**Document extract**
## START

Exercise 5.1 - Load, prepare and explore fuel station datasets

Preparation Step - file downloads
Note, the data used along with the exercises is thereas used only for the purpose of your personal education, for details about the use case data sources and licenses see the data reference section

Download the following files to your project directory ./teched2022-DA180/data/fuelprice

  • Germany Landkreise regions shapefile from here and save it to ./data/fuelprice/
  • Germany fuel station data set from here and save it to ./data/fuelprice/
  • Germany fuel price September 2022 data (or multiple months) from here as ZIP-download and extract the ZIP-file to a subfolder per month like ./data/fuelprice/09

Your project data directory would look like

#!ls data/fuelprice
!dir data\\fuelprice



Step 1 - Import the fuel stations data
Execute the following Python code to import the stations.csv-file into your HANA system.

Note, any uploaded data will be uploaded to the schema of your SAP HANA Cloud connection database userid. Thus here in this workshop, it would for example be a user like 'TECHED_USER_###' (where ### would need to be replaced with the 3-digits of your specific / assinged HANA system userid or schema).

  • During data upload and dataframe creation using the create_dataframe_from_pandas-method, you can use the schema=-option if you seek to save the table to a different schema than the default user schema.

## END

**Raw data**
## START

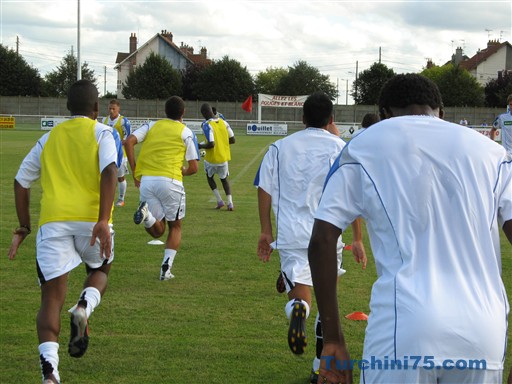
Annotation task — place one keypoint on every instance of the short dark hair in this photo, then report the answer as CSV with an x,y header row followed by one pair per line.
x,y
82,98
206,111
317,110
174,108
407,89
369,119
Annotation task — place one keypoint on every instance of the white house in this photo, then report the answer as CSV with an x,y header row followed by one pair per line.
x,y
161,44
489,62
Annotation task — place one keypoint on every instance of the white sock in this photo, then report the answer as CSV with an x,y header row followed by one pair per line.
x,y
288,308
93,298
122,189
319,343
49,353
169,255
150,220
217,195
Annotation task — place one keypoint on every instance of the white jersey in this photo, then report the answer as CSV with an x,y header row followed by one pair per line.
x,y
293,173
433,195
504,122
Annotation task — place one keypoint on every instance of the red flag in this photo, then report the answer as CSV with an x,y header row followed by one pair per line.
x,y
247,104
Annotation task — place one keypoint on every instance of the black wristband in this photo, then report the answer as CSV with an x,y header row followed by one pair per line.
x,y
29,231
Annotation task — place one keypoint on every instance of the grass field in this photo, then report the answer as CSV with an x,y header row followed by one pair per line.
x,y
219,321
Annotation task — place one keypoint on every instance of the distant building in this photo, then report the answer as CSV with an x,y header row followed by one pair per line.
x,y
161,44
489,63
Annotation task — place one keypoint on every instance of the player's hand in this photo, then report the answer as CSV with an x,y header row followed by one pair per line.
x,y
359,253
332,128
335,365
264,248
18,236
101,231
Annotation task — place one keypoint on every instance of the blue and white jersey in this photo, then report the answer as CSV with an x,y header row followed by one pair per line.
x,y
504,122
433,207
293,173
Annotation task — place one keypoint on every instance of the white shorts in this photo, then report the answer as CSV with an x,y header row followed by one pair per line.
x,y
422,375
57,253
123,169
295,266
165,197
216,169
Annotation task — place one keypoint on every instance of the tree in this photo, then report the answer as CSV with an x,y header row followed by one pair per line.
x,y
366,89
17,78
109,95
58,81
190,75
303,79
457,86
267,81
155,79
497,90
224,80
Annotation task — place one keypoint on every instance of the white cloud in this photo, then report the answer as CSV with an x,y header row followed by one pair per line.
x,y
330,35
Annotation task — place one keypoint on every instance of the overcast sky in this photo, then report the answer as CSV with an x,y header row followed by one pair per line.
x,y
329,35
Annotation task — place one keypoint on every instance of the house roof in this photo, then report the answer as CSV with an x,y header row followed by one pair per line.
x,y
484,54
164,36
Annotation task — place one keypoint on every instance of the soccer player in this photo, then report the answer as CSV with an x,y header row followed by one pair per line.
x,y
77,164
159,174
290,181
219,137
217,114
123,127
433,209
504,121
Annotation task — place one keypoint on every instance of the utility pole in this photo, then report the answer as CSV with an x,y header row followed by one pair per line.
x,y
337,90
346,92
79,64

## END

**Exercise**
Continue the fuel station exercise above, starting right after its last sentence.

**Response**
# load gas station data from csv
stations_pd = pd.read_csv('./data/fuelprice/stations.csv', sep=',', header=None, skiprows=1,
                          names=["uuid","name", "brand", "street","house_number",
                                  "post_code", "city", "latitude", "longitude"])

# create hana dataframe/DB table from pandas dataframe
stations_hdf = create_dataframe_from_pandas(
        conn,
        stations_pd,
        table_name="GAS_STATIONS",
        force=True,
        replace=True,
        drop_exist_tab=False,
        geo_cols=[("longitude", "latitude")], srid=4326
    )

print("There are", stations_hdf.count(), "service stations in Germany", "\n")

stations_hdf.head(2).collect()

The following result will be presented

Step 2 - Import the Germany "Landkreise"-regions shapefile
Execute the following lines of python code to import the Germany "Landkreise" regional areas-shapefile.

# create dataframe from shapefile for german regions "Landreise"
regions_hdf = create_dataframe_from_shapefile(
  connection_context=conn,
  shp_file='./data/fuelprice/georef-germany-kreis.zip',
  srid=25832,
  table_name="GEO_GERMANY_REGIONS")

regions_hdf.drop('year').head(5).collect()

The following result will be presented

Step 3 - Use SAP HANA spatial operations to filter stations
Use SAP HANA spatial intersection-function to filter the fuel stations in Germany to those close to SAP Headquarters "Landkreise"-regions of "Rhein-Neckar-Kreis", Mannheim and Heidelberg.

# filter service stations in Germany using SAP HANA spatial intersect
stations_rnk_hdf = stations_hdf.join(regions_hdf.filter(
  "\"krs_name\"='Landkreis Rhein-Neckar-Kreis' or \"krs_name\"='Stadtkreis Heidelberg' or \"krs_name\"='Stadtkreis Mannheim'"
  ), 
  '"longitude_latitude_GEO".ST_SRID(25832).st_transform(25832).st_intersects(SHAPE)=1')

# Show the SQL statement for the HANA dataframe "stations_rnk_hdf"
print(stations_rnk_hdf.select_statement, "\n")

# Show the number of service stations in selected spatial area
print("Number of Serice Stations in the Rhein-Neckar area", stations_rnk_hdf.count())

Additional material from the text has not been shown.